● DIRECTIONS FOR THIS TASK
The records that follow must be reproduced in full, exactly as written.

● RECORDS TO PROCESS

-- Begin --

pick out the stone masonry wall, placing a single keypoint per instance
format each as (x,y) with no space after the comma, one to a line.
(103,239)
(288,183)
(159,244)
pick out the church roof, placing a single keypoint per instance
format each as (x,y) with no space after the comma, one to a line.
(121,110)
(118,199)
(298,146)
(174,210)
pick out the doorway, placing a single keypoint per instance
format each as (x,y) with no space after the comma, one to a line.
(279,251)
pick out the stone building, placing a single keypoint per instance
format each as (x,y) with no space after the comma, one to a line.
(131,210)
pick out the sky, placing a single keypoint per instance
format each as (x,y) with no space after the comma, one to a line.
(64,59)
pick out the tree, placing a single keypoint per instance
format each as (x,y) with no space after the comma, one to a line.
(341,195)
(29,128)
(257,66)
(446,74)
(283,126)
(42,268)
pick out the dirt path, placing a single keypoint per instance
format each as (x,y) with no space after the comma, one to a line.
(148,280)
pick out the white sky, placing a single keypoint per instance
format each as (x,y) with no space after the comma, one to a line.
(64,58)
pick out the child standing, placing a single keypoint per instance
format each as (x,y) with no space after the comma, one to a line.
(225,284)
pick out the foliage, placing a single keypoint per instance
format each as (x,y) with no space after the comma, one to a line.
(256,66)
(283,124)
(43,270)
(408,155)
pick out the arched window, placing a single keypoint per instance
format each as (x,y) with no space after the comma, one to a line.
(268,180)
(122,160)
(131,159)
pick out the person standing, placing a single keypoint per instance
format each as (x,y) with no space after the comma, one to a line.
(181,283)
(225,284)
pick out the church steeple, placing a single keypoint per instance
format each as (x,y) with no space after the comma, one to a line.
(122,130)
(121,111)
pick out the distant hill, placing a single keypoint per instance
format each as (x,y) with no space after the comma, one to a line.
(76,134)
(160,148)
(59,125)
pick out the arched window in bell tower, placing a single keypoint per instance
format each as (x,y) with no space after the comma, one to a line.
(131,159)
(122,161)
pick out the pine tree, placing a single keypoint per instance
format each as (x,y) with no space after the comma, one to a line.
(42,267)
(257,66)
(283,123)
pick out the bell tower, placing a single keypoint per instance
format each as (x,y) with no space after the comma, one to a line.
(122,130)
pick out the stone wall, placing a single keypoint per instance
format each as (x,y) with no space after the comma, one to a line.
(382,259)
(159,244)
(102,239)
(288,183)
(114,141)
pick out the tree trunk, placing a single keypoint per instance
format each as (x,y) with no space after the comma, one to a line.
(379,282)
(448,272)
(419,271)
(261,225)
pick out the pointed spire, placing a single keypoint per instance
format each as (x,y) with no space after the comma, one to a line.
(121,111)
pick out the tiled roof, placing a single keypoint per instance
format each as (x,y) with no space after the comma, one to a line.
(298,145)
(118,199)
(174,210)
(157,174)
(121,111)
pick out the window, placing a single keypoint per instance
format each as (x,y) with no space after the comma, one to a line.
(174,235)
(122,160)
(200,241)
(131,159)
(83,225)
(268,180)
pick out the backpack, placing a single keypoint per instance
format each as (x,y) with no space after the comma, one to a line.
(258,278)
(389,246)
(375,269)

-- End --

● SOLVED EXERCISE
pick out the stone masonry wall, placing a single keypoint per instance
format each as (x,y) with no space after the comma, one to a line.
(103,239)
(288,183)
(159,244)
pick out the church roof, placing a single keypoint per instance
format each as (x,y) with no space after the comma, one to a line.
(121,110)
(118,199)
(298,146)
(174,210)
pick out the doorway, placing a single keypoint per instance
format each as (x,y) with no space after the comma, one to a line.
(279,251)
pick out the stone building, placing a single keypoint per instance
format each as (x,y) with no space after the comma, one to a line.
(131,210)
pick out the sky, placing a single keypoint per instance
format each as (x,y) with no space after the comma, one to a line.
(64,59)
pick out the tree, placing a single keypoint per instance
format each as (x,y) with no space after the comma, one to a line.
(341,195)
(29,128)
(257,66)
(446,74)
(283,126)
(42,268)
pick out the dirt path, placing a single keypoint per instance
format each as (x,y) with no space after the comma, one to a line.
(148,280)
pick out the white sky, placing a single keypoint per instance
format each as (x,y) with no space after the comma, one to a line.
(64,58)
pick out the child standing, placing a single keypoint per instance
format each as (x,y) with no space after the comma, one to a line.
(225,284)
pick out the foliage, placing a single keypoint per instance
format each as (x,y) with no space after the comma, one to a line.
(256,66)
(283,124)
(43,270)
(408,155)
pick out the arched window, placing a single keypoint per instance
format each as (x,y) with no space after the comma, one to a line.
(268,180)
(122,160)
(131,159)
pick out the person standing, placing a single keypoint per instance
format each as (x,y) with no space after the comma, one to a line.
(181,283)
(225,284)
pick out the church steeple, placing a single keypoint per instance
format each as (x,y) with no space after the comma, one to a line.
(122,130)
(121,111)
pick out the distant hill, placing a single keypoint per instance
format each as (x,y) with no space after the comma, one to a line.
(76,134)
(160,148)
(59,125)
pick out the arched window in bell tower, placing a single keypoint per instance
format each as (x,y) with no space after the comma, one to a line.
(131,159)
(122,161)
pick out the pine tree, placing a single keypoint per instance
format each as (x,y) with no space after the comma, one to a line.
(42,267)
(257,66)
(283,123)
pick out the bell tower, placing a single keypoint per instance
format each as (x,y) with no space after the comma, one to a line.
(122,130)
pick out the stone wall, placing a single keypoint per instance
format each as (x,y) with no space after the comma, one to a line.
(382,259)
(159,244)
(102,239)
(288,183)
(114,141)
pick out the tree trunk, placing a single keypoint per instance
format each as (x,y) with no space after the comma, one to a line.
(379,282)
(448,272)
(419,271)
(261,225)
pick out the pointed spire, placing a single keypoint per instance
format each as (x,y) with no space after the comma, one to a line.
(121,111)
pick out the tiled roof, placing a single keypoint per instance
format each as (x,y) with no space after the comma, one to a line.
(298,145)
(118,199)
(174,210)
(157,174)
(121,111)
pick out the window, placing a single keypoint per instance
format each as (x,y) with no space after the comma, one to a line.
(174,235)
(122,160)
(200,241)
(131,159)
(83,225)
(268,180)
pick out the backpack, placing a single keypoint per instance
format each as (x,y) with no space after the comma, one to a line.
(258,278)
(389,246)
(375,269)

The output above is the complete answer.